Texto

———

Peixes menores morrem

Ao longo da semana, imagens que circularam nas redes sociais denunciaram milhares de peixes mortos boiando em rios e lagos no Amazonas.

“A mortandade de peixes é geralmente observada até em secas menos intensas; o que está chocando é a morte de mamíferos aquáticos. Isso não é comum e acredito que ocorre principalmente pela velocidade com que os rios estão secando, associado às altas temperaturas. Eles estão secando muito mais rápido”, revela Guillermo Estupiñán, especialista em recursos pesqueiros da WCS Brasil.

A velocidade de queda do nível dos rios tem chamado a atenção também de autoridades. O rio Negro, por exemplo, baixou 3,5 metros em apenas 10 dias, segundo dados do Porto de Manaus. Por causa disso, a prefeitura da capital decretou emergência na quinta-feira.

———

Listagem de dados

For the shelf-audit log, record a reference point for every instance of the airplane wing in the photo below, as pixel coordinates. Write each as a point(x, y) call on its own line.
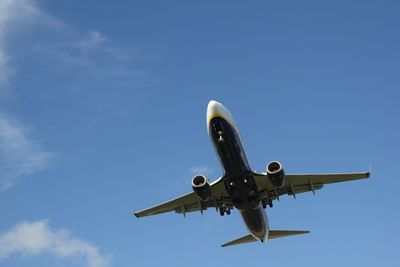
point(299, 183)
point(190, 202)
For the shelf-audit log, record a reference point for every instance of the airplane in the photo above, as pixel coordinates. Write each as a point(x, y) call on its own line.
point(242, 188)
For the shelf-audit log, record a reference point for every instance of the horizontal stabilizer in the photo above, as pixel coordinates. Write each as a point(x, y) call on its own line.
point(282, 233)
point(272, 234)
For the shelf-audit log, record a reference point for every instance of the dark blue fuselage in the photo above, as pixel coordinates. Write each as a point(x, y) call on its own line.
point(238, 176)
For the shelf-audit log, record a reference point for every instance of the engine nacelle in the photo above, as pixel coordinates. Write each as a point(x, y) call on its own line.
point(201, 187)
point(275, 173)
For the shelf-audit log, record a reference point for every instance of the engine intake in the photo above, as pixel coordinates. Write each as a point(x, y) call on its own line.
point(275, 173)
point(201, 187)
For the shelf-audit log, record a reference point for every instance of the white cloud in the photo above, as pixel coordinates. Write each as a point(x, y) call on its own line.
point(34, 238)
point(205, 170)
point(18, 154)
point(91, 41)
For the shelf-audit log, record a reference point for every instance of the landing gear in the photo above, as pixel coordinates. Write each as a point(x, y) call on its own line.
point(269, 202)
point(221, 211)
point(220, 138)
point(224, 210)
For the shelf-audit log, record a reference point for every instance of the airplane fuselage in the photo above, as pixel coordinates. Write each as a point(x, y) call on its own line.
point(238, 176)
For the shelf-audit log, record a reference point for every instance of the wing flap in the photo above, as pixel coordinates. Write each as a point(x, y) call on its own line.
point(189, 202)
point(299, 183)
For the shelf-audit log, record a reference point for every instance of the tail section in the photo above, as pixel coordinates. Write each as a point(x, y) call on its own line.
point(272, 234)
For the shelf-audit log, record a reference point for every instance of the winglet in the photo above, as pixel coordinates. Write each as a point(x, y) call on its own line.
point(136, 215)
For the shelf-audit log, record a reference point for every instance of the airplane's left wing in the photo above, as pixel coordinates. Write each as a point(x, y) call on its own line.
point(299, 183)
point(189, 202)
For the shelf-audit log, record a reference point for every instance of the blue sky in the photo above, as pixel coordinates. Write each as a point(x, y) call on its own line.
point(102, 111)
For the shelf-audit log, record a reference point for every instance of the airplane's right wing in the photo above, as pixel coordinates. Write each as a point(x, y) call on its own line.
point(299, 183)
point(189, 202)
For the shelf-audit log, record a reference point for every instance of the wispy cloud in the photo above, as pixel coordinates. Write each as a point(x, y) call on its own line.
point(34, 238)
point(19, 155)
point(63, 52)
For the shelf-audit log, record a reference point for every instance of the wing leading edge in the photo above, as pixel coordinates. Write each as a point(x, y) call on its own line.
point(189, 202)
point(299, 183)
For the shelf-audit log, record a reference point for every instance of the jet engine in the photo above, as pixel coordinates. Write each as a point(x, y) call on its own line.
point(201, 187)
point(275, 173)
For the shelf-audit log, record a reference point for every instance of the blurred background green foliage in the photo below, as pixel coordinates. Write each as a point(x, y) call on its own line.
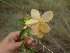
point(57, 40)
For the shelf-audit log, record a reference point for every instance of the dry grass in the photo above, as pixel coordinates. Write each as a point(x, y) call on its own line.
point(57, 40)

———

Tarefa solicitada 1
Segundo o texto sobre a seca no Amazonas, quanto o rio Negro baixou e em quanto tempo?
Tarefa solicitada 2
Reproduza o trecho do texto sobre a seca no Amazonas de "Ao longo da" a "emergência na quinta-feira.".
Tarefa solicitada 3
Dê sequência ao texto sobre a morte de peixes na seca do Amazonas, começando depois da última frase apresentada.

Resultado da tarefa 1
O rio Negro baixou 3,5 metros em apenas 10 dias.

Resultado da tarefa 2
Ao longo da semana, imagens que circularam nas redes sociais denunciaram milhares de peixes mortos boiando em rios e lagos no Amazonas.

“A mortandade de peixes é geralmente observada até em secas menos intensas; o que está chocando é a morte de mamíferos aquáticos. Isso não é comum e acredito que ocorre principalmente pela velocidade com que os rios estão secando, associado às altas temperaturas. Eles estão secando muito mais rápido”, revela Guillermo Estupiñán, especialista em recursos pesqueiros da WCS Brasil.

A velocidade de queda do nível dos rios tem chamado a atenção também de autoridades. O rio Negro, por exemplo, baixou 3,5 metros em apenas 10 dias, segundo dados do Porto de Manaus. Por causa disso, a prefeitura da capital decretou emergência na quinta-feira.

Resultado da tarefa 3
Segundo o professor Jaydione Luiz Marcon, do Departamento de Ciências Fisiológicas do Instituto de Ciências Biológicas da Ufam (Universidade Federal do Amazonas), a redução da quantidade de água e o calor explicam as mortes de peixes menores.

“Quanto maior a temperatura da água, menor é a quantidade de oxigênio disponível, principalmente em lagos que ficam isolados do rio por conta da baixa das águas. Isso pode causar mortandade em massa de peixes por asfixia”, explica.